QUÉ HACER:
Reescribe todos los datos siguientes sustituyendo "innermost point" por "central point" en cada aparición, sin modificar nada más.

DATOS PROPORCIONADOS:

==*==

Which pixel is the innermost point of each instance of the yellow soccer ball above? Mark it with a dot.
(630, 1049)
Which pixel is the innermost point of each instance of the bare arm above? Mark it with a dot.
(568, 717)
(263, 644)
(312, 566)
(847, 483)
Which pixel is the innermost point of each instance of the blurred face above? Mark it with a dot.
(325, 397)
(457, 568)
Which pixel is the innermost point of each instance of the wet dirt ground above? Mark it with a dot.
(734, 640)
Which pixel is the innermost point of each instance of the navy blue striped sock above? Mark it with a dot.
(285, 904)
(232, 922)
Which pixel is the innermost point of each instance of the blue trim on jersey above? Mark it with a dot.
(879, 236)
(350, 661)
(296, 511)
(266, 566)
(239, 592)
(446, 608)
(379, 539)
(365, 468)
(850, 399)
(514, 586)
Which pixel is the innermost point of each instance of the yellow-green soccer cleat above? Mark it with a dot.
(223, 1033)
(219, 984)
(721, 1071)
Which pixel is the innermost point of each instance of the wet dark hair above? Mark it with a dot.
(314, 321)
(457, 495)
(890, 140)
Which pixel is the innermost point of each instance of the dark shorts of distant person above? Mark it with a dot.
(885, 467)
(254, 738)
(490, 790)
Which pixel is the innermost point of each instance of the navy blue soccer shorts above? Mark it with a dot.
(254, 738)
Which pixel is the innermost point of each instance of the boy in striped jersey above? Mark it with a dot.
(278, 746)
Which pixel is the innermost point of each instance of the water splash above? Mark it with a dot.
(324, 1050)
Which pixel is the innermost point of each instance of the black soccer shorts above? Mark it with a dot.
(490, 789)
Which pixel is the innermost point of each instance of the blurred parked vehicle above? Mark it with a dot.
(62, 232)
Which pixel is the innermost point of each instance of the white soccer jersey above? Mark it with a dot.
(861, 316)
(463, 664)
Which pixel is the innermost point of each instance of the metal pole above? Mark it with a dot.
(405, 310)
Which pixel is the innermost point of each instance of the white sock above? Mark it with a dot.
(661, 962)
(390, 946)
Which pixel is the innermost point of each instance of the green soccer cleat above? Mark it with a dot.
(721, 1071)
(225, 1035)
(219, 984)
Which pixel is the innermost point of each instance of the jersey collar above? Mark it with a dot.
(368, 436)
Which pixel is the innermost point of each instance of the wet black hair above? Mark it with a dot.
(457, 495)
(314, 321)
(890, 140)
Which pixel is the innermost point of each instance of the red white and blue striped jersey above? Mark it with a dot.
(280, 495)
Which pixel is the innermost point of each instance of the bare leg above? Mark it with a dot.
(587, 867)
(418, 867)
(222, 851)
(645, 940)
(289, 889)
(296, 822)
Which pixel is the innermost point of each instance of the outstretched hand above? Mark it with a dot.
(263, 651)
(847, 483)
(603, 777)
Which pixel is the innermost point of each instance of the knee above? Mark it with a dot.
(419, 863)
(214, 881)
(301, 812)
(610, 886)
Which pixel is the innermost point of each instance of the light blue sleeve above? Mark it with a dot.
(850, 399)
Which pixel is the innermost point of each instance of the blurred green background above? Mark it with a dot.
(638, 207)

==*==

RESULTADO DEL EJERCICIO:
Which pixel is the central point of each instance of the yellow soccer ball above? Mark it with a dot.
(630, 1049)
Which pixel is the central point of each instance of the bare arm above? Mark it with a dot.
(568, 717)
(263, 644)
(312, 566)
(847, 483)
Which pixel is the central point of each instance of the blurred face above? Mark it with a dot.
(325, 397)
(457, 568)
Which pixel is the central point of each instance of the wet dirt ground above? Mark it with a dot.
(734, 640)
Which pixel is the central point of each instance of the navy blue striped sock above? Mark it with a dot.
(285, 904)
(232, 922)
Which pixel is the central point of each instance of the blue trim on jersey above? Mark it with a dot.
(879, 236)
(350, 661)
(296, 511)
(266, 566)
(239, 592)
(446, 608)
(379, 539)
(365, 468)
(850, 399)
(514, 586)
Which pixel is the central point of each instance of the yellow-green soccer cleat above? Mark it with a dot.
(223, 1033)
(219, 984)
(721, 1071)
Which pixel is the central point of each instance of the wet dark hair above? Mark it with a dot.
(314, 321)
(457, 495)
(890, 140)
Which pixel is the central point of each instance of the dark shorts of distant person above? Mark it with a dot.
(885, 467)
(254, 738)
(490, 790)
Which pixel is the central point of each instance of the navy blue soccer shorts above? Mark it with a dot.
(254, 738)
Which pixel is the central point of each instance of the boy in striped jersey above? Mark it with a dot.
(278, 746)
Which pixel is the central point of each instance of the water splash above? Mark it with a dot.
(324, 1050)
Which pixel is the central point of each instance of the black soccer shorts above? Mark it with a dot.
(490, 789)
Which pixel is the central point of each instance of the blurred parked vehicle above? Mark it with a dot.
(62, 232)
Which pixel is the central point of each instance of the white soccer jersey above? Mark it with a dot.
(861, 316)
(463, 664)
Which pixel is the central point of each instance of the metal pole above? Mark it with a dot.
(405, 310)
Which pixel is the central point of each instance of the white sock above? Mark it with a dot.
(661, 962)
(390, 946)
Which pixel is the central point of each instance of the green soccer cleat above? Mark it with a dot.
(721, 1071)
(225, 1035)
(219, 984)
Which pixel is the central point of each instance of the jersey collar above? Mark it with a dot.
(368, 436)
Which pixel is the central point of each instance of the wet black hair above? Mark it with a dot.
(457, 495)
(314, 321)
(890, 140)
Which pixel is the central point of each instance of the red white and blue striped jersey above? Mark it with a dot.
(280, 495)
Which pixel is the central point of each instance of the bare leg above? Mark it with a dot.
(587, 867)
(418, 867)
(222, 851)
(645, 940)
(289, 889)
(296, 822)
Which pixel is the central point of each instance of the outstretched hand above? Mark it with a dot.
(263, 651)
(847, 483)
(603, 777)
Which pixel is the central point of each instance of the knee above? Mark it with a dot.
(419, 863)
(214, 881)
(301, 812)
(610, 886)
Which pixel is the central point of each instance of the light blue sleeve above? Mark it with a dot.
(850, 399)
Which pixel is the central point of each instance of the blurred green background above? Mark it with a dot.
(638, 207)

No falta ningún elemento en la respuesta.